__TEXT BLOCK__.
Throughout my 28 year career, I have performed and taught many very physical forms of massage and my students have done very well with them because I was blessed to have been taught good body-mechanics at the New Mexico School of Natural Therapeutics and passed them along to my students. However, even with the finest of body-mechanics, repetitive activity can take its toll.
I have always appreciated the "physicalness" of massage. But I have felt and taught for some time that what we are doing is really just a game of stimulus-response with the nervous system. Muscles are very good soldiers. They do exactly what they are told to do by the nervous system. They can contract or relax and they do so very precisely on command. You cannot beat a muscle into relaxation, try as some might. Even if you can, and some believe you can - okay fine - but why put the patient and yourself through that unnecessarily when all you have to do is give a gentle, quick stimulus to the mechano-receptors and let them cue the nervous system to relax a particular muscle?
Actually, the body does this every time we move. It is called reciprocal inhibition. Sherrington's Second Law says that when a muscle is contracted, its antagonist is inhibited (relaxed). Now, this inhibition only lasts for the moments of movement, but why can't this mechanism be utilized in a way that does last and in fact "resets" muscle tonus to "normal" or "default" levels? Many therapists have asked this question and some have experimented with ways to accomplish it. However, their methods were sadly lacking, inconsistent, unpredictable, incomplete and short lived.
Finally, someone who happens to be a good friend and colleague, has taken the time to do the research and put in the thousands of hours of clinical time to perfect a system to accomplish the desired results. His name is Lawrence Woods and he calls this system Neural Reset Therapy® (NRT). As I mentioned in my last column, this is the biggest advance in massage technique I have found in my 28 years as a therapist. It is the equivalent of the impact St. John Neuromuscular Therapy (NMT) had on my practice and the profession in the late 1980's. It is a game changer.
Imagine having a patient contract a particular muscle against a simulative resistance for a few seconds, resulting in the "resetting" of the tonus of a target muscle. Imagine being able to relax a muscle by stimulating the same muscle on the opposite side of the body, thus not having to press into or stretch the tight or painful muscle at all! Imagine that you can accomplish this with large movements, without much strength, no holding tender points or deep stripping through tissues, straining your thumbs. The patient gets almost instant pain relief without experiencing any pain during the process. This is NRT (www.neuralreset.net) in action. It has completely changed my way of addressing soft tissue, has taken virtually all the load and strain off my body and brought about relief from a variety of problems from athletic injuries to neurological disorders for my clients.

__EXCERPTED RECORDS__.
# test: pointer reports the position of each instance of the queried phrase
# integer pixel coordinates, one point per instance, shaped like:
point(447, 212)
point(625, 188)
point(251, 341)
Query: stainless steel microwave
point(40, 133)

__EXERCISE PROMPT__.
Rewrite the massage therapy passage between "Imagine having a" and "for my clients.", inclusive, changing "patient" to "client".

__RESULT__.
Imagine having a client contract a particular muscle against a simulative resistance for a few seconds, resulting in the "resetting" of the tonus of a target muscle. Imagine being able to relax a muscle by stimulating the same muscle on the opposite side of the body, thus not having to press into or stretch the tight or painful muscle at all! Imagine that you can accomplish this with large movements, without much strength, no holding tender points or deep stripping through tissues, straining your thumbs. The client gets almost instant pain relief without experiencing any pain during the process. This is NRT (www.neuralreset.net) in action. It has completely changed my way of addressing soft tissue, has taken virtually all the load and strain off my body and brought about relief from a variety of problems from athletic injuries to neurological disorders for my clients.